[Start of Records to process]

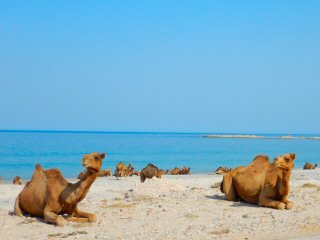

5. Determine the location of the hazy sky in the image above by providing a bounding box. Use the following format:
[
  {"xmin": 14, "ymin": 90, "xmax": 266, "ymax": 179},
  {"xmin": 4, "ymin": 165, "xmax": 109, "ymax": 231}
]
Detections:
[{"xmin": 0, "ymin": 0, "xmax": 320, "ymax": 133}]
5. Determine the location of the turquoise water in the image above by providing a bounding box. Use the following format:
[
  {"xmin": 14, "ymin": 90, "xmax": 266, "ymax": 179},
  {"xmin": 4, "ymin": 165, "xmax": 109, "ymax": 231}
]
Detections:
[{"xmin": 0, "ymin": 131, "xmax": 320, "ymax": 180}]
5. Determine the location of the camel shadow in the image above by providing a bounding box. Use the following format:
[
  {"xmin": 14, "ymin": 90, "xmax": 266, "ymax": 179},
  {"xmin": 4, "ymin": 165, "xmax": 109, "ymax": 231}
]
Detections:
[{"xmin": 205, "ymin": 194, "xmax": 227, "ymax": 200}]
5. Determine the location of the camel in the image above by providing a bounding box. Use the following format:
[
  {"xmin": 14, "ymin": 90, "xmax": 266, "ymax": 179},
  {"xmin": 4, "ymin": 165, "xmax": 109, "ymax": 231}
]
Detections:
[
  {"xmin": 303, "ymin": 162, "xmax": 318, "ymax": 170},
  {"xmin": 98, "ymin": 168, "xmax": 112, "ymax": 177},
  {"xmin": 214, "ymin": 167, "xmax": 231, "ymax": 175},
  {"xmin": 114, "ymin": 162, "xmax": 128, "ymax": 177},
  {"xmin": 140, "ymin": 163, "xmax": 161, "ymax": 182},
  {"xmin": 78, "ymin": 170, "xmax": 86, "ymax": 179},
  {"xmin": 170, "ymin": 167, "xmax": 181, "ymax": 175},
  {"xmin": 14, "ymin": 153, "xmax": 106, "ymax": 227},
  {"xmin": 126, "ymin": 162, "xmax": 134, "ymax": 177},
  {"xmin": 181, "ymin": 167, "xmax": 190, "ymax": 175},
  {"xmin": 220, "ymin": 153, "xmax": 296, "ymax": 210},
  {"xmin": 12, "ymin": 176, "xmax": 22, "ymax": 185},
  {"xmin": 158, "ymin": 169, "xmax": 169, "ymax": 176}
]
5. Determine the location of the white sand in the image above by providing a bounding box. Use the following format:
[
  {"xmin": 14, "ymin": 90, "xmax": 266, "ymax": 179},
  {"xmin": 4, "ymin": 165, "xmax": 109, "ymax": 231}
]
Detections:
[{"xmin": 0, "ymin": 170, "xmax": 320, "ymax": 239}]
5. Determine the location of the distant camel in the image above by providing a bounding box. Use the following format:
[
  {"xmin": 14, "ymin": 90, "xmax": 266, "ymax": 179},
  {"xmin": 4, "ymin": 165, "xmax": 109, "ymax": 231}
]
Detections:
[
  {"xmin": 303, "ymin": 162, "xmax": 318, "ymax": 170},
  {"xmin": 140, "ymin": 163, "xmax": 161, "ymax": 182},
  {"xmin": 170, "ymin": 167, "xmax": 181, "ymax": 175},
  {"xmin": 14, "ymin": 153, "xmax": 106, "ymax": 227},
  {"xmin": 181, "ymin": 167, "xmax": 190, "ymax": 175},
  {"xmin": 220, "ymin": 153, "xmax": 296, "ymax": 209},
  {"xmin": 12, "ymin": 176, "xmax": 22, "ymax": 185}
]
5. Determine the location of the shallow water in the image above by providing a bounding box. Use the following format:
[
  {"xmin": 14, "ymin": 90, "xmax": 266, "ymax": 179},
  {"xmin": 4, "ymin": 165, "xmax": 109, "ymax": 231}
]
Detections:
[{"xmin": 0, "ymin": 132, "xmax": 320, "ymax": 179}]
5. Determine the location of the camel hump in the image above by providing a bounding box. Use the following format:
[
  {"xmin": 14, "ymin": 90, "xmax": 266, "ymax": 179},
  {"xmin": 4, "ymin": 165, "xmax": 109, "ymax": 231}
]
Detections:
[
  {"xmin": 36, "ymin": 163, "xmax": 45, "ymax": 172},
  {"xmin": 46, "ymin": 168, "xmax": 62, "ymax": 178}
]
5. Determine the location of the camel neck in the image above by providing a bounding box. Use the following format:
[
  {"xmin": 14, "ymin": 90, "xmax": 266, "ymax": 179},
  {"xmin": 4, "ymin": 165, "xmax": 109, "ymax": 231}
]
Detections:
[{"xmin": 75, "ymin": 169, "xmax": 98, "ymax": 202}]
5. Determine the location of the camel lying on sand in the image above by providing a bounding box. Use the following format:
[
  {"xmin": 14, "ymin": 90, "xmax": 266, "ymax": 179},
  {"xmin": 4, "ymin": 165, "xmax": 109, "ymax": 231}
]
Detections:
[
  {"xmin": 140, "ymin": 163, "xmax": 161, "ymax": 182},
  {"xmin": 14, "ymin": 153, "xmax": 106, "ymax": 227},
  {"xmin": 114, "ymin": 162, "xmax": 134, "ymax": 177},
  {"xmin": 181, "ymin": 167, "xmax": 190, "ymax": 175},
  {"xmin": 303, "ymin": 162, "xmax": 318, "ymax": 170},
  {"xmin": 220, "ymin": 153, "xmax": 296, "ymax": 209},
  {"xmin": 170, "ymin": 167, "xmax": 181, "ymax": 175},
  {"xmin": 98, "ymin": 168, "xmax": 112, "ymax": 177},
  {"xmin": 214, "ymin": 167, "xmax": 231, "ymax": 175},
  {"xmin": 12, "ymin": 176, "xmax": 22, "ymax": 185}
]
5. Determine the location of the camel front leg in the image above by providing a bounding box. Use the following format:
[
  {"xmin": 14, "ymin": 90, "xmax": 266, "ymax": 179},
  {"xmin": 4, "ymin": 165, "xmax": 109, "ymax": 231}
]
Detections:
[
  {"xmin": 221, "ymin": 173, "xmax": 237, "ymax": 201},
  {"xmin": 280, "ymin": 196, "xmax": 294, "ymax": 210},
  {"xmin": 74, "ymin": 208, "xmax": 97, "ymax": 223},
  {"xmin": 259, "ymin": 189, "xmax": 286, "ymax": 210},
  {"xmin": 44, "ymin": 209, "xmax": 67, "ymax": 227}
]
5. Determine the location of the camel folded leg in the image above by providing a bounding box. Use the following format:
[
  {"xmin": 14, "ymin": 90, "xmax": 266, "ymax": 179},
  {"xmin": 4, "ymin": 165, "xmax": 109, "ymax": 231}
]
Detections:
[
  {"xmin": 44, "ymin": 210, "xmax": 66, "ymax": 227},
  {"xmin": 70, "ymin": 208, "xmax": 97, "ymax": 223},
  {"xmin": 280, "ymin": 197, "xmax": 294, "ymax": 210},
  {"xmin": 259, "ymin": 188, "xmax": 286, "ymax": 210},
  {"xmin": 14, "ymin": 194, "xmax": 25, "ymax": 217},
  {"xmin": 221, "ymin": 173, "xmax": 237, "ymax": 201}
]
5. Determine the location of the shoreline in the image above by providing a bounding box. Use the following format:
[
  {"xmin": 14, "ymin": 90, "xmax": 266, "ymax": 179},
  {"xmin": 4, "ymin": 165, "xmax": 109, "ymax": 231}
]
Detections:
[
  {"xmin": 0, "ymin": 169, "xmax": 320, "ymax": 240},
  {"xmin": 203, "ymin": 134, "xmax": 320, "ymax": 140}
]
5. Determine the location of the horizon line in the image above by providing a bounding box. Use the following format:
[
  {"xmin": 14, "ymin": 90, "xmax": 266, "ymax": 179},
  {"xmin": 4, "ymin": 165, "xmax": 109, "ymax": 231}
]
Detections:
[{"xmin": 0, "ymin": 129, "xmax": 320, "ymax": 135}]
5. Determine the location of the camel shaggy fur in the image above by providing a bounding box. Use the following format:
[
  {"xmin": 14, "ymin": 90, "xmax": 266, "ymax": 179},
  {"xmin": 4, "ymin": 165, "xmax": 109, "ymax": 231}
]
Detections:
[
  {"xmin": 12, "ymin": 176, "xmax": 22, "ymax": 185},
  {"xmin": 303, "ymin": 162, "xmax": 318, "ymax": 170},
  {"xmin": 220, "ymin": 153, "xmax": 296, "ymax": 209},
  {"xmin": 14, "ymin": 153, "xmax": 105, "ymax": 227}
]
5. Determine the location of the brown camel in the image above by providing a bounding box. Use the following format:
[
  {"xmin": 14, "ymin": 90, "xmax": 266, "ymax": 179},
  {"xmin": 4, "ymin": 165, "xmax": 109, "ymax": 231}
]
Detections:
[
  {"xmin": 12, "ymin": 176, "xmax": 22, "ymax": 185},
  {"xmin": 303, "ymin": 162, "xmax": 318, "ymax": 170},
  {"xmin": 214, "ymin": 167, "xmax": 231, "ymax": 175},
  {"xmin": 220, "ymin": 153, "xmax": 296, "ymax": 209},
  {"xmin": 170, "ymin": 167, "xmax": 181, "ymax": 175},
  {"xmin": 15, "ymin": 153, "xmax": 106, "ymax": 227},
  {"xmin": 98, "ymin": 168, "xmax": 112, "ymax": 177},
  {"xmin": 140, "ymin": 163, "xmax": 161, "ymax": 182},
  {"xmin": 126, "ymin": 162, "xmax": 134, "ymax": 177},
  {"xmin": 181, "ymin": 167, "xmax": 190, "ymax": 175}
]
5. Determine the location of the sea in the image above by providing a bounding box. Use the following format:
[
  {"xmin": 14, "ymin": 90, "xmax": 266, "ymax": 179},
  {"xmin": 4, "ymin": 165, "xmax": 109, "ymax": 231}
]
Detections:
[{"xmin": 0, "ymin": 131, "xmax": 320, "ymax": 180}]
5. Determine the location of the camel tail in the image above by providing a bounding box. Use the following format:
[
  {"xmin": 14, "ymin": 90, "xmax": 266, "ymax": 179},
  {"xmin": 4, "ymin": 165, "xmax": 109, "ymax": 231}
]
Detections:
[{"xmin": 14, "ymin": 194, "xmax": 23, "ymax": 217}]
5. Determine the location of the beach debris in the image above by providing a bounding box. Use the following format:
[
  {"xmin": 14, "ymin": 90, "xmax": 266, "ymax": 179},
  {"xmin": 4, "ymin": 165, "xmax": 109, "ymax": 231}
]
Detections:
[
  {"xmin": 303, "ymin": 162, "xmax": 318, "ymax": 170},
  {"xmin": 12, "ymin": 176, "xmax": 22, "ymax": 185},
  {"xmin": 14, "ymin": 152, "xmax": 106, "ymax": 227}
]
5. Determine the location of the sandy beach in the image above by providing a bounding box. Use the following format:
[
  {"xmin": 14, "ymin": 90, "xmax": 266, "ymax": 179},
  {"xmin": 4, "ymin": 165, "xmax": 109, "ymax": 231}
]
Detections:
[{"xmin": 0, "ymin": 170, "xmax": 320, "ymax": 239}]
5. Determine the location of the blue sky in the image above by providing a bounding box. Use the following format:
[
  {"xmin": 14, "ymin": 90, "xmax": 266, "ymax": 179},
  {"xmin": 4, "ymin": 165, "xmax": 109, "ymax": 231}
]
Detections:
[{"xmin": 0, "ymin": 0, "xmax": 320, "ymax": 133}]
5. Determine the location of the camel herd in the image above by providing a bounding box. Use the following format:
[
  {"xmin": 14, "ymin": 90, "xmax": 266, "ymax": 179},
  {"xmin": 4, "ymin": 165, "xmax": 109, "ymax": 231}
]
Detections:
[{"xmin": 5, "ymin": 152, "xmax": 317, "ymax": 226}]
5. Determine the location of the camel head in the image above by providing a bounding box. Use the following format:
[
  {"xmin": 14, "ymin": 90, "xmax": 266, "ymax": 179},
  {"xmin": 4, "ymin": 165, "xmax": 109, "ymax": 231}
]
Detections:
[
  {"xmin": 82, "ymin": 152, "xmax": 106, "ymax": 172},
  {"xmin": 273, "ymin": 153, "xmax": 296, "ymax": 170}
]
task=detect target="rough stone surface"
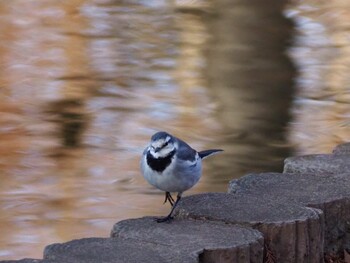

[End of Records to process]

Can you find every line in the entries above that contains the word "beach" and copy each of those lines out, counting only matches with the same capitalization?

5. Determine the location of the beach debris in the image above by providing a bounding box. Use the following format:
5. Determine the location of the sandy beach in the image above by providing a bounding box. Use the following format:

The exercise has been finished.